▶ _What you need to do_
List every line of the records that contains the word "hair".
● ● ●
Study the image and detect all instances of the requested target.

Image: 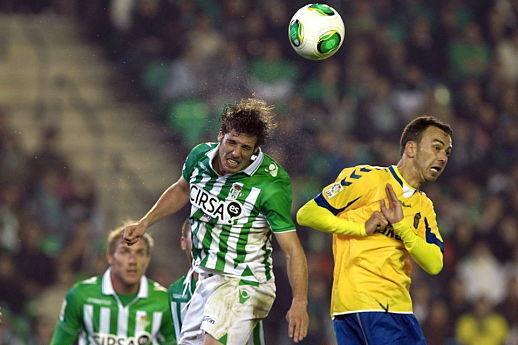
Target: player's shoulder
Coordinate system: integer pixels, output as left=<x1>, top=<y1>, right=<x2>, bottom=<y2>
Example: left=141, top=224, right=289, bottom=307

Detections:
left=72, top=276, right=102, bottom=290
left=256, top=153, right=290, bottom=181
left=147, top=278, right=167, bottom=296
left=417, top=190, right=434, bottom=210
left=189, top=142, right=218, bottom=157
left=167, top=274, right=186, bottom=293
left=338, top=164, right=389, bottom=183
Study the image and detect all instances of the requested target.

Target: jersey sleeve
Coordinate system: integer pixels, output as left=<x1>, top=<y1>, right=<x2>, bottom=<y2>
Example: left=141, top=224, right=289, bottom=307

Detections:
left=297, top=167, right=373, bottom=236
left=182, top=144, right=208, bottom=182
left=392, top=196, right=444, bottom=274
left=261, top=174, right=295, bottom=232
left=159, top=293, right=177, bottom=345
left=50, top=288, right=82, bottom=345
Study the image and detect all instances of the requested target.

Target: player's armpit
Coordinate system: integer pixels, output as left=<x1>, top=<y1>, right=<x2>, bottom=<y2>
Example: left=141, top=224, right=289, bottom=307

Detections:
left=297, top=200, right=367, bottom=236
left=392, top=220, right=443, bottom=275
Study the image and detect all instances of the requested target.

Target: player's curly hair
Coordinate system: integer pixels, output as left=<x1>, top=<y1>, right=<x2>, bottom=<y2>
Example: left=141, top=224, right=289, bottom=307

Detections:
left=106, top=221, right=154, bottom=255
left=220, top=98, right=277, bottom=146
left=399, top=116, right=453, bottom=154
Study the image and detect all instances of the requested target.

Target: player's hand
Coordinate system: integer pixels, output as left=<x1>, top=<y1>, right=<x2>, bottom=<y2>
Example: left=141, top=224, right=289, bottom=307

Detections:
left=122, top=221, right=147, bottom=246
left=365, top=211, right=388, bottom=235
left=380, top=183, right=403, bottom=224
left=286, top=300, right=309, bottom=343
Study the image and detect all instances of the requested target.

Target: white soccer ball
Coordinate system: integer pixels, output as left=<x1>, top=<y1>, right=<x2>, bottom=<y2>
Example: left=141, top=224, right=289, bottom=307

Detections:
left=288, top=4, right=345, bottom=60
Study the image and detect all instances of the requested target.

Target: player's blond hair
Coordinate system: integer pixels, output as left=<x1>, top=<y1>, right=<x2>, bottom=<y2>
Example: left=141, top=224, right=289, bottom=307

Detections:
left=107, top=221, right=154, bottom=255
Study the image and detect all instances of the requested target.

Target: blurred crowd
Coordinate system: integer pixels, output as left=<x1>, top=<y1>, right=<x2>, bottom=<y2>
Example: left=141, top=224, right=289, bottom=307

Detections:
left=0, top=0, right=518, bottom=345
left=0, top=114, right=104, bottom=345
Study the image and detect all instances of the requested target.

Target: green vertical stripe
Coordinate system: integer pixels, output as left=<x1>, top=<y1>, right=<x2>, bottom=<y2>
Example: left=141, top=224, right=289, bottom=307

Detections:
left=195, top=174, right=217, bottom=265
left=215, top=176, right=236, bottom=271
left=262, top=231, right=272, bottom=280
left=234, top=188, right=259, bottom=267
left=126, top=308, right=134, bottom=337
left=254, top=321, right=262, bottom=345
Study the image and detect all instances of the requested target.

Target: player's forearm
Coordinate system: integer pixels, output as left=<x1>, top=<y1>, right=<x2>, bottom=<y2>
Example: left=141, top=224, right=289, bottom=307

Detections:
left=392, top=221, right=443, bottom=275
left=140, top=179, right=189, bottom=227
left=286, top=244, right=308, bottom=305
left=297, top=200, right=367, bottom=236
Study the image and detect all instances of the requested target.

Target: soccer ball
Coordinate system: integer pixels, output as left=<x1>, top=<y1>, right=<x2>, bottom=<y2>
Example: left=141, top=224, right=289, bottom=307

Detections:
left=288, top=4, right=345, bottom=60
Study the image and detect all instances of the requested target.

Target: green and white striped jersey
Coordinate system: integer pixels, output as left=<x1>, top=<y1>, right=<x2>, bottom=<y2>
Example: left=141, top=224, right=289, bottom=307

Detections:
left=182, top=143, right=295, bottom=283
left=168, top=273, right=265, bottom=345
left=53, top=269, right=175, bottom=345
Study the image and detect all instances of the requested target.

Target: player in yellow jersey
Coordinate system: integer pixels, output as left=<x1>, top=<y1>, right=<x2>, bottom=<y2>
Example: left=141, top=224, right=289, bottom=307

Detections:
left=297, top=116, right=452, bottom=345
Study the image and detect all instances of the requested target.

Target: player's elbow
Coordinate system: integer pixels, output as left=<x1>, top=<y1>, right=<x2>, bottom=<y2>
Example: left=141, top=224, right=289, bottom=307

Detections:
left=297, top=205, right=311, bottom=226
left=423, top=257, right=443, bottom=276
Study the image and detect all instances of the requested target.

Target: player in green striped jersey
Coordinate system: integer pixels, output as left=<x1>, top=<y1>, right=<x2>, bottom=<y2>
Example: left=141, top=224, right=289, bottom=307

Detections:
left=168, top=219, right=265, bottom=345
left=51, top=223, right=175, bottom=345
left=124, top=99, right=308, bottom=345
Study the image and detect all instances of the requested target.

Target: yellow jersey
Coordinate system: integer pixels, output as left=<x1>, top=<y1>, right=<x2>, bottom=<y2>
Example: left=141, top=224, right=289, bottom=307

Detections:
left=297, top=165, right=444, bottom=316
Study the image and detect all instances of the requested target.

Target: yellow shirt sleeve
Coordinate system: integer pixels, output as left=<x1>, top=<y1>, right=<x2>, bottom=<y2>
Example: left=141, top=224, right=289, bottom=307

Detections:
left=297, top=166, right=380, bottom=236
left=392, top=199, right=444, bottom=275
left=297, top=200, right=367, bottom=236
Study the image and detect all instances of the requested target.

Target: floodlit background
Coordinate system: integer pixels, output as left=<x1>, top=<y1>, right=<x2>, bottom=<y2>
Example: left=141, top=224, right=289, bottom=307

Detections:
left=0, top=0, right=518, bottom=345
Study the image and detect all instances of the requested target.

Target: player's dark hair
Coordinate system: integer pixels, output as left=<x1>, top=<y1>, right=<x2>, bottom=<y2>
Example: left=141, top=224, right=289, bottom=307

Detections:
left=220, top=98, right=276, bottom=146
left=107, top=221, right=154, bottom=255
left=399, top=116, right=453, bottom=154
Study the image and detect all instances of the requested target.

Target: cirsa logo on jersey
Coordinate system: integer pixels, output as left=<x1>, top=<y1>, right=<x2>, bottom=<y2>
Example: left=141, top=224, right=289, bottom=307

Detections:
left=227, top=201, right=241, bottom=218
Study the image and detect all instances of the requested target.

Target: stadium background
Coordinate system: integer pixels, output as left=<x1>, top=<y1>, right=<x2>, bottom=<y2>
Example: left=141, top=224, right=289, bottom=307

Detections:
left=0, top=0, right=518, bottom=345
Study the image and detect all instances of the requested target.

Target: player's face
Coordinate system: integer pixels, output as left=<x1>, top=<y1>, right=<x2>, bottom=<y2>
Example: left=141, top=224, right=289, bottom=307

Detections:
left=108, top=239, right=151, bottom=290
left=215, top=130, right=257, bottom=175
left=415, top=126, right=452, bottom=183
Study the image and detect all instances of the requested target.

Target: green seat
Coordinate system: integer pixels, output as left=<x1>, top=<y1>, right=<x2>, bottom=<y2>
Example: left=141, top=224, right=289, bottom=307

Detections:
left=167, top=99, right=210, bottom=146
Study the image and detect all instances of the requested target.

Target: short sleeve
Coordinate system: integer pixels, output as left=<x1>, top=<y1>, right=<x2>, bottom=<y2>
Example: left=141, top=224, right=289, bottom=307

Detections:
left=57, top=288, right=82, bottom=336
left=182, top=144, right=208, bottom=182
left=261, top=174, right=295, bottom=232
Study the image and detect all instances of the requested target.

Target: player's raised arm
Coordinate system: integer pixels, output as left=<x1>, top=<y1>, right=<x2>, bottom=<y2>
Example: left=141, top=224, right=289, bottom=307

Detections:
left=275, top=231, right=309, bottom=343
left=297, top=168, right=388, bottom=237
left=124, top=176, right=189, bottom=245
left=381, top=185, right=443, bottom=275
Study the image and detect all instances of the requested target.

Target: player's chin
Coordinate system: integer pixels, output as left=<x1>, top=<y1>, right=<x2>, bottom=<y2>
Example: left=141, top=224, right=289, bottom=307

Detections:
left=426, top=172, right=441, bottom=182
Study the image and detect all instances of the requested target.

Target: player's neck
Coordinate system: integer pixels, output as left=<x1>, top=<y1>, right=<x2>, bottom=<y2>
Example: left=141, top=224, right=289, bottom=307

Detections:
left=397, top=157, right=421, bottom=189
left=110, top=274, right=140, bottom=295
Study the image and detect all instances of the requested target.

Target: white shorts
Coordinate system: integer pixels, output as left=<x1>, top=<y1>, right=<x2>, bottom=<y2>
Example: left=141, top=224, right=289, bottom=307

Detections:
left=179, top=274, right=275, bottom=345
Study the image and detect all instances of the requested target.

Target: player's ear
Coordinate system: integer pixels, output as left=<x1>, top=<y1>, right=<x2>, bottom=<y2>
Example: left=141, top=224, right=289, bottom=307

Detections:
left=180, top=236, right=187, bottom=250
left=405, top=140, right=417, bottom=158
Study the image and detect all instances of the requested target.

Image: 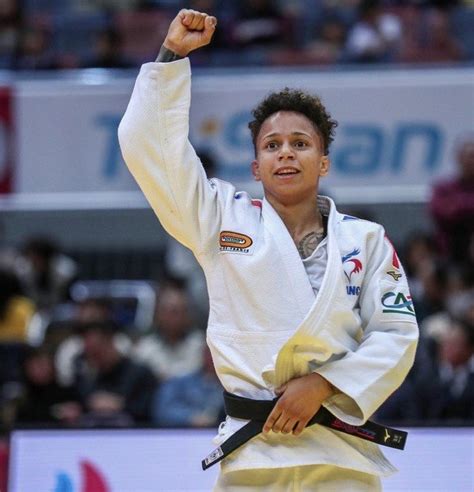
● ● ●
▶ _The reply_
Target: player's curly hair
Target: player's blond hair
Target: player's dark hair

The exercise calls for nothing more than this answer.